───── TESTO SCELTO
Regia: Wes Anderson
Produzione: USA, 2021 – 108’
visto: Lumière + Rialto
C’è tanta di quella roba nell’ultimo film di Wes Anderson, che non bastano due occhi e non bastano due orecchie. Ce ne vorrebbero almeno quattro per vederla e sentirla tutta, oppure, per non perdere il segno, può essere utile vederlo più volte.
La critica, per dire, sembra piuttosto tiepida: si parla di autoreferenzialità, di virtuosismo fine a se stesso, di un eccesso di perizia che raffredda il tono generale, di meccanismi sterili e di un giochino che ha stufato.
Eppure sfido a togliersi dalla testa i personaggi che ancora una volta Anderson ci regala. Provate a dimenticarvi Léa Seydoux, con o senza quella divisa, o il personaggio di Jeffrey Wright, fragile e sensibile prodigio di memoria tipografica, o il forzuto, il cronista sgranocchiatore, il tenente Nescaffier, la francesina con l’elmetto.
Per non parlare dei soliti noti che indossano i loro abiti più comodi: il direttore di Bill Murray, laconico e protettivo, il cronista di Luke Wilson, selvatico e sbadato come un gatto, l’istrionica esperta di artisti Tilda Swinton, sempre giganteggiante.
È vero, The French Dispatch è un’esperienza debordante, dove ogni peculiarità dello stile di Wes Anderson fa un ulteriore passo verso la costruzione di un mondo conforme alla visione del suo Autore.
Per trovare un filo che ci guidi è il caso di cominciare dalla fine, dai meravigliosi titoli di coda che si aprono con una dedica e una galleria di copertine fittizie, e chiariscono definitivamente l’omaggio alla gloriosa eredità del celeberrimo The New Yorker.
Per chi non lo sapesse, il New Yorker è una rivista americana di attualità e costume, famosa per le copertine iconiche e lo stile intellettuale e cosmopolita dei suoi articoli.
La voce fuori campo lo dice all’inizio: gli articoli del French Dispatch hanno portato fin nell cuore dell’America un mondo di esotiche eccentricità a chi mai le avrebbe nemmeno immaginate. Tra di loro, in quel cuore rurale, stava anche il regista, che da bambino si perdeva affascinato nei racconti di cantori che l’enfasi e la fantasia tramutavano in figure mitiche.
Oggi Wes Anderson ha cinquant’anni e vive a Parigi, e insieme alle suggestioni infantili vuole celebrare anche l’immaginario della cultura francese.
Il film è pensato come una rivista, con un sommario, quattro articoli principali, una sezione animata che richiama le strip e una chiusura riservata ai ringraziamenti, alle dediche e al commiato della redazione dal suo pubblico.
Ognuno degli articoli ha una sua forma e una sua tecnica, ma tutti rispondono anche a criteri comuni, come si deve alla redazione di un giornale.
──────────
COMPITO ASSEGNATO A: Ricopia fedelmente il passo della recensione di The French Dispatch da "Regia: Wes Anderson" a "che ha stufato.".
COMPITO ASSEGNATO B: Scrivi il seguito della recensione di The French Dispatch, riprendendo dal punto in cui si ferma.
I record costituiscono materiale a sé, distinto dal testo.
───── VOCI FORNITE
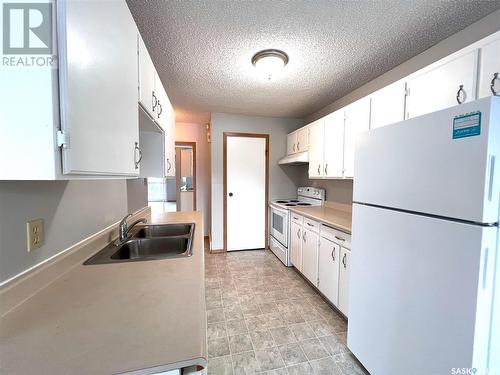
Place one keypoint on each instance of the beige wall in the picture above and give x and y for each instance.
(341, 190)
(190, 132)
(71, 210)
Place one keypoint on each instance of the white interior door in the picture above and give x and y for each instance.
(246, 193)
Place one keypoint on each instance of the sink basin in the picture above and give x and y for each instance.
(146, 231)
(152, 248)
(150, 242)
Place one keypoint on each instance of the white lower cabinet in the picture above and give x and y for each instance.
(296, 245)
(310, 255)
(344, 276)
(328, 270)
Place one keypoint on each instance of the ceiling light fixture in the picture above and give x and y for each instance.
(270, 62)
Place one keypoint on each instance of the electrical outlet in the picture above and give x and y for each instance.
(35, 234)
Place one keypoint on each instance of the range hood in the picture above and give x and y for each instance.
(297, 159)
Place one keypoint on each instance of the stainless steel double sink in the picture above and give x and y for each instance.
(149, 242)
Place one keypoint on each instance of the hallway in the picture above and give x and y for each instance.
(264, 318)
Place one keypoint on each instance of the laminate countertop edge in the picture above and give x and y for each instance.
(125, 318)
(338, 219)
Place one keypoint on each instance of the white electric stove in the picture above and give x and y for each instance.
(280, 219)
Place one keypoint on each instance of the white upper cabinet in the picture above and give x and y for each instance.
(316, 148)
(489, 69)
(147, 73)
(334, 145)
(291, 143)
(357, 119)
(443, 85)
(98, 87)
(388, 105)
(303, 139)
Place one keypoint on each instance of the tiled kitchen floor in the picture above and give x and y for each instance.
(264, 318)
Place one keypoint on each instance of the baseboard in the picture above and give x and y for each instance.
(19, 288)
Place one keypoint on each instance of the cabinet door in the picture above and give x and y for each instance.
(344, 276)
(328, 270)
(334, 145)
(490, 65)
(291, 143)
(438, 88)
(357, 119)
(98, 87)
(303, 139)
(310, 255)
(147, 95)
(388, 105)
(296, 245)
(316, 147)
(170, 143)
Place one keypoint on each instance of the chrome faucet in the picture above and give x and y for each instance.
(124, 228)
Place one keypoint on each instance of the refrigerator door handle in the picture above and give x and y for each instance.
(492, 173)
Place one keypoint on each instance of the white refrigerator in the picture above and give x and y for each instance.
(425, 277)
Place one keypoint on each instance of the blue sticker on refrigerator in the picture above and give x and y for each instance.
(467, 125)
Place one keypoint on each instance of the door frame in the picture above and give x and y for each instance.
(195, 187)
(224, 174)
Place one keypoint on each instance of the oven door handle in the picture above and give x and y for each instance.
(283, 211)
──────────
RISULTATO DEL COMPITO A:
Regia: Wes Anderson
Produzione: USA, 2021 – 108’
visto: Lumière + Rialto
C’è tanta di quella roba nell’ultimo film di Wes Anderson, che non bastano due occhi e non bastano due orecchie. Ce ne vorrebbero almeno quattro per vederla e sentirla tutta, oppure, per non perdere il segno, può essere utile vederlo più volte.
La critica, per dire, sembra piuttosto tiepida: si parla di autoreferenzialità, di virtuosismo fine a se stesso, di un eccesso di perizia che raffredda il tono generale, di meccanismi sterili e di un giochino che ha stufato.

RISULTATO DEL COMPITO B:
Il tema che lega tutto è l’ambientazione: si parte con un veloce (in tutti i sensi) reportage su Ennui-sur-Blasé, fantomatico borghetto francese che racchiude come una cartolina i cliché più diffusi e divertenti, segue la rubrica sull’arte, con la storia tragicomica del pittore maudit e della sua musa. C’è poi l’approfondimento sulla politica, con la navigata corrispondente che racconta in presa diretta le rivolte del Maggio ’68 grazie alla relazione col giovane rivoluzionario Zeffirelli, in ultimo non poteva mancare la grande gastronomia, così essenziale da diventare vera e propria dotazione e arma letale nell’avventuroso caso di un rapimento che a sua volta guarda ai topoi del genere poliziesco.
L’inquadratura frontale propria del regista è stavolta anche lo sguardo goloso del lettore su un mondo che si squaderna in forma di libro pop-up, il ricorso al tableau vivant riporta alle fotografie in doppia pagina, per ogni episodio c’è una frase che viene sottolineata e che concentra la potenza del racconto, proprio come un corsivo giornalistico.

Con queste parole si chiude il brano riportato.